──────── PASSAGE TO READ ────────

= Austrian colonization of the Nicobar Islands =

A modern map of the Nicobar (and Andaman) islands.

The Austrian colonization of the Nicobar Islands (Nikobaren, renamed to the Theresia Islands [Theresia-Inseln]) involved a series of three separate attempts by the Habsburg monarchy, and later the Austrian Empire, to colonize and settle the Nicobar Islands. Only the first of these launched in 1778, was successful. The second attempt was canceled, and the third, in 1886, was abandoned due to prior colonization by the British in 1868. The Nicobar Islands had been previously colonized by the Danish in 1756; the Danes abandoned the islands after multiple outbreaks of malaria, but continued to lay formal claim to the islands until 1848.

== Previous colonization by the Danish ==

The Nicobar Islands were officially colonized by the Danish on 1 January 1756. Denmark–Norway owned a significant port in India, Tranquebar, and decided to colonize the islands, citing a lack of native resistance, ease of access, and vicinity to Tranquebar. In December 1756, the Danish named the islands Frederick's Islands (Frederiksøerne), after the then King of Denmark, Frederick V.

──────── ENTRIES SUPPLIED ────────

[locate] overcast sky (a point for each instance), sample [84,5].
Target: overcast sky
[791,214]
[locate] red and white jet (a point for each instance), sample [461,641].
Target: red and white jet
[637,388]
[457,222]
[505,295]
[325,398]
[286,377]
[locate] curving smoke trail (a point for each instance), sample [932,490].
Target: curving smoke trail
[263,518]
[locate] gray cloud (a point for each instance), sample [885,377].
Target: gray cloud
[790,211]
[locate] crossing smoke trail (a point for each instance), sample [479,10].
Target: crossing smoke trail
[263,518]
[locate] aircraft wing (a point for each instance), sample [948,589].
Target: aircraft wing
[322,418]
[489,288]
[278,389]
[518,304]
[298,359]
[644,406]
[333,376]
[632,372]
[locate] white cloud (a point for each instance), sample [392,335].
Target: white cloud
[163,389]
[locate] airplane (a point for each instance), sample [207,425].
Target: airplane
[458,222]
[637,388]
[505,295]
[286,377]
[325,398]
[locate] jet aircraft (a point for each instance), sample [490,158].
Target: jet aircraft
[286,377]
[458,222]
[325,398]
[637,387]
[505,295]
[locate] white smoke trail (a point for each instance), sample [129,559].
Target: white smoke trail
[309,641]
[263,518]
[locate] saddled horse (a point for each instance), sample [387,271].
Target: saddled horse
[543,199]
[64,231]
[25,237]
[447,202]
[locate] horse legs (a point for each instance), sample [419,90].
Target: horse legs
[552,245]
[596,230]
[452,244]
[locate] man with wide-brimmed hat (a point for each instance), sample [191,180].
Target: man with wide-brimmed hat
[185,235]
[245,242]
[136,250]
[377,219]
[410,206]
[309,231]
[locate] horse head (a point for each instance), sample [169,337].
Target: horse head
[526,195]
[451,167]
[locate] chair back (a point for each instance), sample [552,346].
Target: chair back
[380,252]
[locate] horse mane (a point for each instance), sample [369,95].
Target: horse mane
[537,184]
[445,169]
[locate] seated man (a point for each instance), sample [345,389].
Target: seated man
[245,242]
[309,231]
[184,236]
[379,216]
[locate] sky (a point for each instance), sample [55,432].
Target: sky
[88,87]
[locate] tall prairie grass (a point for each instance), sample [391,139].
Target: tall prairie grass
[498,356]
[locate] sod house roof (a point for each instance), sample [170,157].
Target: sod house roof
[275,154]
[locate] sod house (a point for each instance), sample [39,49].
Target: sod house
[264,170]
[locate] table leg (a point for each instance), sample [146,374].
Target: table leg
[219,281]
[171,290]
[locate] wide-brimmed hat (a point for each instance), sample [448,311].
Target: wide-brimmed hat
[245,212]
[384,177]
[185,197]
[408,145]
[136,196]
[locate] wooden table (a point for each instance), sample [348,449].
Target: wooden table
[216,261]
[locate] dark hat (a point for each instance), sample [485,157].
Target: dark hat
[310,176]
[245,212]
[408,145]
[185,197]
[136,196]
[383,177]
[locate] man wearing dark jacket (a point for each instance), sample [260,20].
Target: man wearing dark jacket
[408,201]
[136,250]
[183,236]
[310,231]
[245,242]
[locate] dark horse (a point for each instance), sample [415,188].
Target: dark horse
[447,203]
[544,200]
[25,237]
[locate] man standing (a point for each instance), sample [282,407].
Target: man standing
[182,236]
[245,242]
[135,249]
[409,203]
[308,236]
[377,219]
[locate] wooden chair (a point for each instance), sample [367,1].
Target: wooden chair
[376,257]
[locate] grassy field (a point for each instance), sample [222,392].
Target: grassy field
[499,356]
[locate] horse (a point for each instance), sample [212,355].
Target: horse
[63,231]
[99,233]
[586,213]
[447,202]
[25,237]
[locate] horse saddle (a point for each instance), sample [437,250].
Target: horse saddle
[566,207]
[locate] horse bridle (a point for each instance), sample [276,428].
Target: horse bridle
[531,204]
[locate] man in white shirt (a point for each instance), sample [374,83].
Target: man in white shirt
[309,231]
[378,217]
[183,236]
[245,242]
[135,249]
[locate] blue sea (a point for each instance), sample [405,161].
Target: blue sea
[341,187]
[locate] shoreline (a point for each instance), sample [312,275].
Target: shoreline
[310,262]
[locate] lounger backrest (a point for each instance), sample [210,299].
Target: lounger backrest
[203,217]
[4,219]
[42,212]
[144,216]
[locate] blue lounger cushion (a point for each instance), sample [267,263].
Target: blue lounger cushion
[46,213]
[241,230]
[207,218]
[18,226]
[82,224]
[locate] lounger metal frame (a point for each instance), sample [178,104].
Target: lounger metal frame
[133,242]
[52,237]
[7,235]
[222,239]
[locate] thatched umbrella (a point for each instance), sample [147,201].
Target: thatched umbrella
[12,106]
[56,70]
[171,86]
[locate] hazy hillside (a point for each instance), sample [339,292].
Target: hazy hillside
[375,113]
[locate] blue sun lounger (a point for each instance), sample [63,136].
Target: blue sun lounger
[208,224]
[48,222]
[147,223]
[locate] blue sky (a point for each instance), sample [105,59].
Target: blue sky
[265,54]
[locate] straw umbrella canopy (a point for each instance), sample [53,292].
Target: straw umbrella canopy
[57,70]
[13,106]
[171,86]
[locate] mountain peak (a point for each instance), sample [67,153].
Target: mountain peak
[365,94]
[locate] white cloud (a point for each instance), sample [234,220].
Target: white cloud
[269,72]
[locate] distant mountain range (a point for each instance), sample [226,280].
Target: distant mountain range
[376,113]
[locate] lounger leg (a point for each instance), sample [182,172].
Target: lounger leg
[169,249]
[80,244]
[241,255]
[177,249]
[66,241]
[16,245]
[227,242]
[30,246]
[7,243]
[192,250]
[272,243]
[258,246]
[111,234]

────────
──────── ENTRIES SUPPLIED ────────

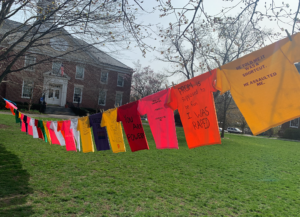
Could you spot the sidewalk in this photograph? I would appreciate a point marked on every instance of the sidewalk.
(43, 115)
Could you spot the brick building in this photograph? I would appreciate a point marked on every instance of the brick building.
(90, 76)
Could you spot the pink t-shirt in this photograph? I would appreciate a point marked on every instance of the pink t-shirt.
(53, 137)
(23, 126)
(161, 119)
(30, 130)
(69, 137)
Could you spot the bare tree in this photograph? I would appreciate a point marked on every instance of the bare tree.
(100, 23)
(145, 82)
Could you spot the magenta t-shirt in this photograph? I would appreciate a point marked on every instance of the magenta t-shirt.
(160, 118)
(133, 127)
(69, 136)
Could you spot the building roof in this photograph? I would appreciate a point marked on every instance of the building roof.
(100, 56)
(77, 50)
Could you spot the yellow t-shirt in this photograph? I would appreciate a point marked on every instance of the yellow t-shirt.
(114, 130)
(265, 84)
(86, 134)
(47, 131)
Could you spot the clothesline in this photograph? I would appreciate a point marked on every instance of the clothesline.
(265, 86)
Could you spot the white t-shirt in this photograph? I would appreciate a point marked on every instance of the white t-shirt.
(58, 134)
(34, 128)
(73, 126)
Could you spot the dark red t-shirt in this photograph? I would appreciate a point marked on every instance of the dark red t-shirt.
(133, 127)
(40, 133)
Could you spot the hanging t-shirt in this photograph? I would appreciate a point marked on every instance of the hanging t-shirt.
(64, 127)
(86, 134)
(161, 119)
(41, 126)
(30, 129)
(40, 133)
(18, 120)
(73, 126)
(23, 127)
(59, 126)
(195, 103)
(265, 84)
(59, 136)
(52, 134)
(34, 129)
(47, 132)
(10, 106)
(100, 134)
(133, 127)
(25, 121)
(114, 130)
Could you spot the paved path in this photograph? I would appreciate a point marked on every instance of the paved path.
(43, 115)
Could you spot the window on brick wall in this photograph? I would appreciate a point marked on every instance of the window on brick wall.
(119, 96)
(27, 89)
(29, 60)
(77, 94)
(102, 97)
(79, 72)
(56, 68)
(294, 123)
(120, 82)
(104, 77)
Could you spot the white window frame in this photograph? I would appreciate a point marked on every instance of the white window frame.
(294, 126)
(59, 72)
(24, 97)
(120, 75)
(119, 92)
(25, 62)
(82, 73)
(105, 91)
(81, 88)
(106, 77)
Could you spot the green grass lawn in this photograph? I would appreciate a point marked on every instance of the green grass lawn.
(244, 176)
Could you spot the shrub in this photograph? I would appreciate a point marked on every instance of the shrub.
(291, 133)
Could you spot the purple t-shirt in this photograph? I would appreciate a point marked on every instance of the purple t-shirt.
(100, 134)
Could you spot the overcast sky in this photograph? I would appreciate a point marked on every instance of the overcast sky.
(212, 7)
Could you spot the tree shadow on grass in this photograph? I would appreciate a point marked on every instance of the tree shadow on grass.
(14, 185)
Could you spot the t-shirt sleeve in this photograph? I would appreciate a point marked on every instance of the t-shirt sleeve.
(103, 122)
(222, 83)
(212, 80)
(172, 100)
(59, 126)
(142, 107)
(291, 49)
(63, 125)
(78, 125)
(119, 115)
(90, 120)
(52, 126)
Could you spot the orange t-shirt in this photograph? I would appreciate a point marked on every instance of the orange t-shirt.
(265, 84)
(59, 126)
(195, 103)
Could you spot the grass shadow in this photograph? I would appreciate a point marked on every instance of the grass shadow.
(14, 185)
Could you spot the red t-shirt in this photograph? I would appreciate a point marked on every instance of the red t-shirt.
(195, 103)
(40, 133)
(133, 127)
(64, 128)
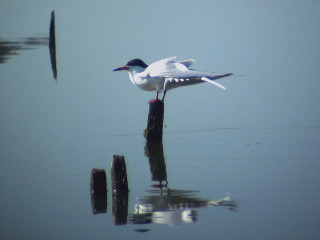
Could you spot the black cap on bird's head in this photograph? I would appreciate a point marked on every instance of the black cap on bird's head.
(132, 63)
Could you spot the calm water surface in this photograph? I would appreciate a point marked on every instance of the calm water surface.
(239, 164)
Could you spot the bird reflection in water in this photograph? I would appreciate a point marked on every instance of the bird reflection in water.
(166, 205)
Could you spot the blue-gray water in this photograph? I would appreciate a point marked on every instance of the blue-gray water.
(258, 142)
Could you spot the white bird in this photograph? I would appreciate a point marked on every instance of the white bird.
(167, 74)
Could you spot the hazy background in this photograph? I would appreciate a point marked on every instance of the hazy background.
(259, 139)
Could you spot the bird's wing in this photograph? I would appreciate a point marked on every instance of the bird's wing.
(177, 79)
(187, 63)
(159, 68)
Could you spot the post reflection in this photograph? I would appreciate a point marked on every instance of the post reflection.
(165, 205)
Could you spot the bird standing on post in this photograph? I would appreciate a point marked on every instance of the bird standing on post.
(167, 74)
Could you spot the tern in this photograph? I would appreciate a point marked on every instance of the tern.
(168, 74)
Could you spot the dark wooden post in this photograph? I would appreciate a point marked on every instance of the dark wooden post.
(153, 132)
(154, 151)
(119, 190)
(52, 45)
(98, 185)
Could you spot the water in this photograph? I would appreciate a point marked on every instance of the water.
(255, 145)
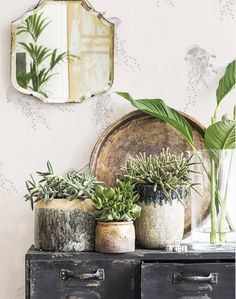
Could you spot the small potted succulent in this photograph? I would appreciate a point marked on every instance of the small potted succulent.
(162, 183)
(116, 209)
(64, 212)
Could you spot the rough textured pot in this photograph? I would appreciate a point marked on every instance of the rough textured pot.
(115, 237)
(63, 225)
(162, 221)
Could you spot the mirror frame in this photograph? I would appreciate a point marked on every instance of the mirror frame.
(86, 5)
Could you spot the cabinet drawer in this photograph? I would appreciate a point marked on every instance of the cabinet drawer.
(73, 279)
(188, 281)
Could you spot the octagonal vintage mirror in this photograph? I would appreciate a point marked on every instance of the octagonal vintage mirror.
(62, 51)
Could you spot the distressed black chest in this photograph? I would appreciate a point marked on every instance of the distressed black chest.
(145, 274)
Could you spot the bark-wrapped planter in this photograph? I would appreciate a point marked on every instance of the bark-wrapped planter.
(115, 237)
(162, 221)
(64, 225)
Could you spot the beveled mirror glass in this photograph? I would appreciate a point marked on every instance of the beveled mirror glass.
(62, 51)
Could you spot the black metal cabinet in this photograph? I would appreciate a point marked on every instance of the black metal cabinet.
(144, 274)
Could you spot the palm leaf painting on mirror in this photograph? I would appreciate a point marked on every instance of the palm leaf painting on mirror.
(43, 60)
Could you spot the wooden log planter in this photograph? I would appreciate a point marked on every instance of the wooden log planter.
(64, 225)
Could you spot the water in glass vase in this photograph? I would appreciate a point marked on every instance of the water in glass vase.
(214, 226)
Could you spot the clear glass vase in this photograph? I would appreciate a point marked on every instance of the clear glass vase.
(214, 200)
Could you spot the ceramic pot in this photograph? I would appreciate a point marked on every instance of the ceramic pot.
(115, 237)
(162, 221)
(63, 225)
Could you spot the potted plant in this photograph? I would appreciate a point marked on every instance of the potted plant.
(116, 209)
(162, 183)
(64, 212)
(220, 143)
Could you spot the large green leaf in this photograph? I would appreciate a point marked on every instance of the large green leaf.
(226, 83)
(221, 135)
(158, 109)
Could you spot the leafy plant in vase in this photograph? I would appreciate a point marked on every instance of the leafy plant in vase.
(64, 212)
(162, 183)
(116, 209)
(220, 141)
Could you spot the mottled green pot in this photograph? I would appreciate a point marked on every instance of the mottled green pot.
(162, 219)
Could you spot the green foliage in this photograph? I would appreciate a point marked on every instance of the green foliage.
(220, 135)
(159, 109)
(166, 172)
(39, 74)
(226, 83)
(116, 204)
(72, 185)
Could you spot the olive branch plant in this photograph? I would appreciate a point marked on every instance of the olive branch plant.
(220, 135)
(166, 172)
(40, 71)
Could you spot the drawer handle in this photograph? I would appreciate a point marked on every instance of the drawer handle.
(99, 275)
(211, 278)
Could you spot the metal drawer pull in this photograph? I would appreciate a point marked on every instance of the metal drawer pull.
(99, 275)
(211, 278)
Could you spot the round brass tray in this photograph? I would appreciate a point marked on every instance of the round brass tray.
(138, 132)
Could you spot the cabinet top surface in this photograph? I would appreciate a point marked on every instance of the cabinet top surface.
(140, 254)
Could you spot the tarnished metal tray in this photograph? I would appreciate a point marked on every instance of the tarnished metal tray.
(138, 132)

────────

- TASK TO CARRY OUT
Answer these questions from the text on the Austrian colonization of the Nicobar Islands:
1. In what year was the first Austrian attempt launched?
2. Which port in India did Denmark–Norway own?
3. What name did the Danish give the islands in December 1756?
These rows were taken from a different source than the text.

- COMPLETED TASK
1. 1778
2. Tranquebar
3. Frederick's Islands (Frederiksøerne)